• WHAT TO PRODUCE: Every entry needs to be reproduced exactly.

• ITEMS:
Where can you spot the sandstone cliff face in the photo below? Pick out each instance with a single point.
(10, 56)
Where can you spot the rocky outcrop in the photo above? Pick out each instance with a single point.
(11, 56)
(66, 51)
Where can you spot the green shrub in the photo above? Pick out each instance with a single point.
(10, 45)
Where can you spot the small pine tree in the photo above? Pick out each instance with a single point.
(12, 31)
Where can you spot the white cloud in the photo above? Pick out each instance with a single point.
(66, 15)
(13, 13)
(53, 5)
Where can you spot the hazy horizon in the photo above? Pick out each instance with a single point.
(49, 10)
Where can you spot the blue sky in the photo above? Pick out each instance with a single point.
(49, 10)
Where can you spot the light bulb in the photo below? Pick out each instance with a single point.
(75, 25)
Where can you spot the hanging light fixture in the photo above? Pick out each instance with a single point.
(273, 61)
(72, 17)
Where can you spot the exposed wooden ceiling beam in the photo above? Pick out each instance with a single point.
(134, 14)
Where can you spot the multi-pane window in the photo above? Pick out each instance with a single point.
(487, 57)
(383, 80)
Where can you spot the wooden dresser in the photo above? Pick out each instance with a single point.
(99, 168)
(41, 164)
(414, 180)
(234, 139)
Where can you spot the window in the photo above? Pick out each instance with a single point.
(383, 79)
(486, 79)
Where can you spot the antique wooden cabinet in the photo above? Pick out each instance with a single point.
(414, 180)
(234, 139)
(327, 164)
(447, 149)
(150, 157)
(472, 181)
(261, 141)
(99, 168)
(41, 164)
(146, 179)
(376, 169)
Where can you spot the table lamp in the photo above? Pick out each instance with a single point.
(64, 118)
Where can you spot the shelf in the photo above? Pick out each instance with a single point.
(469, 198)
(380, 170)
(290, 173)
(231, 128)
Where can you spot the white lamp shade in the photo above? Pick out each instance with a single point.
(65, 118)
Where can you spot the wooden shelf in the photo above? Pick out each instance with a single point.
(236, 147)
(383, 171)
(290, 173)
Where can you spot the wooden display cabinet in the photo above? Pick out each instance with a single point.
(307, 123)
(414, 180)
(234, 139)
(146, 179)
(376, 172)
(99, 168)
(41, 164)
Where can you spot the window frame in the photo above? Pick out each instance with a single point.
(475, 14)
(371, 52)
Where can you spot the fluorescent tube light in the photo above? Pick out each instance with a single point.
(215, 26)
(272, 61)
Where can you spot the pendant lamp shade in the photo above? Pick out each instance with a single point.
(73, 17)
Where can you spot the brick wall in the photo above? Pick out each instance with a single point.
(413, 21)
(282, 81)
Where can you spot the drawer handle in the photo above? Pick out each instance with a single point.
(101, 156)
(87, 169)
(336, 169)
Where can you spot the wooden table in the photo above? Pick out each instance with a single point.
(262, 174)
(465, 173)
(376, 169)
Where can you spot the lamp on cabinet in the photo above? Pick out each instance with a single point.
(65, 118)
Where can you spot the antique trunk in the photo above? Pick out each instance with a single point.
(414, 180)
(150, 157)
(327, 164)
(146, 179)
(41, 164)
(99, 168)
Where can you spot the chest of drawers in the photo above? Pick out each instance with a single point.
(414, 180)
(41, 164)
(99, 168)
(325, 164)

• CORRECT RESULT:
Where can you spot the sandstone cliff face in the photo below? Pick out each instance with a single point.
(10, 56)
Where can you spot the rocky outcrop in the photo above? Pick out each instance with a single point.
(11, 56)
(66, 51)
Where can you spot the green shrub in the photo above? Pick out each instance with a single point.
(10, 45)
Where can you spot the small pine tree in the photo above? Pick out each instance with a single point.
(12, 31)
Where can you spot the white cloud in the photo above? Pick out each instance with a single point.
(66, 15)
(13, 13)
(53, 5)
Where can you spot the hazy horizon in the photo above? Pick out each instance with a single point.
(49, 10)
Where can you spot the blue sky in the photo above? Pick out each instance with a single point.
(49, 10)
Where can you spot the light bulb in the photo below? Pick out each instance with a single point.
(75, 25)
Where can you spot the hanging light fixture in the photo above? Pick out each instance with a single point.
(273, 61)
(72, 17)
Where can you spot the exposed wooden ceiling beam in the photo above? Pick out each instance with a single point.
(134, 14)
Where can you spot the multi-pane window in the photo above? Pick out each instance with a single point.
(487, 57)
(383, 80)
Where can you spot the wooden dresser in the photo above? Pick out each instance with a single point.
(99, 168)
(41, 164)
(414, 180)
(234, 139)
Where can you spot the window in the photo above? Pick out each instance with a single point.
(383, 79)
(486, 79)
Where can you spot the antique wooden cabinet in the photo above? Pick out each instance with a single point.
(414, 180)
(234, 139)
(327, 164)
(447, 149)
(150, 157)
(472, 181)
(261, 141)
(99, 168)
(41, 164)
(146, 179)
(376, 169)
Where can you spot the table lamp in the photo above? Pick out each instance with a single point.
(64, 118)
Where can you spot the shelf in the photo above? Pick out each instance with a single point.
(469, 198)
(380, 170)
(290, 173)
(231, 128)
Where can you spot the white lamp shade in the photo above? Pick out each instance with a single point.
(65, 118)
Where can you spot the wooden shelf in the photo above? Pick out each instance with a single point.
(236, 147)
(383, 171)
(290, 173)
Where can you spot the wooden display cabinet in the photo above? Pick out each instance with a single point.
(307, 123)
(414, 180)
(234, 139)
(146, 179)
(376, 172)
(99, 168)
(41, 164)
Where can you spot the window frame in the photo above? Pick out each instance with a single point.
(475, 14)
(371, 52)
Where can you spot the fluorescent tube light in the photo above? Pick out each instance with a single point.
(215, 26)
(272, 61)
Where can you spot the pendant lamp shade in the photo above? Pick out each instance with a single point.
(73, 17)
Where can you spot the brick wall in the photo above? Pick out each instance with a single point.
(413, 21)
(282, 81)
Where can you spot the drawer handle in the photo above? Pick out each instance with a single point.
(101, 156)
(87, 169)
(336, 169)
Where can you spot the wooden table in the photo above? Pick out each instance with a single point.
(262, 174)
(465, 173)
(376, 169)
Where can you spot the lamp on cabinet in the photo above? Pick out each instance with a single point.
(65, 118)
Where can you spot the antique trunk in the photo above? Pick out each instance with a single point.
(414, 180)
(150, 157)
(327, 164)
(146, 179)
(41, 164)
(99, 168)
Where can you spot the chest of drawers in the photo above? Pick out each instance with a single point.
(414, 180)
(41, 164)
(99, 168)
(325, 164)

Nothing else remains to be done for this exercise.